§ **What needs to be done**:
Copy out, word for word, the lines below, starting with the line that contains "For the benchmark, mark every instance of the weka" and going on through the last line.

::: Material shown

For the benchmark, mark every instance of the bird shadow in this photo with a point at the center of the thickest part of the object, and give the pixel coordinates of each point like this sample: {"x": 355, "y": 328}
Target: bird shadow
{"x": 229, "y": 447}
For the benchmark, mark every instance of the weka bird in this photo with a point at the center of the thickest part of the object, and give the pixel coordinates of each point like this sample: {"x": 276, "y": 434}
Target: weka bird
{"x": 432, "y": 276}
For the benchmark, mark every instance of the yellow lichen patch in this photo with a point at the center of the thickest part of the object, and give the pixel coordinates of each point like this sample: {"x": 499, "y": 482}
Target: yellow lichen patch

::::::

§ **Complete output**:
For the benchmark, mark every instance of the weka bird in this photo with a point at the center of the thickest part of the object, and give the pixel coordinates of each point like this sample: {"x": 276, "y": 434}
Target: weka bird
{"x": 432, "y": 276}
For the benchmark, mark every instance of the yellow lichen patch in this photo with a point at the center of the thickest part of the object, and give the pixel coordinates of each point like this sample: {"x": 499, "y": 482}
Target: yellow lichen patch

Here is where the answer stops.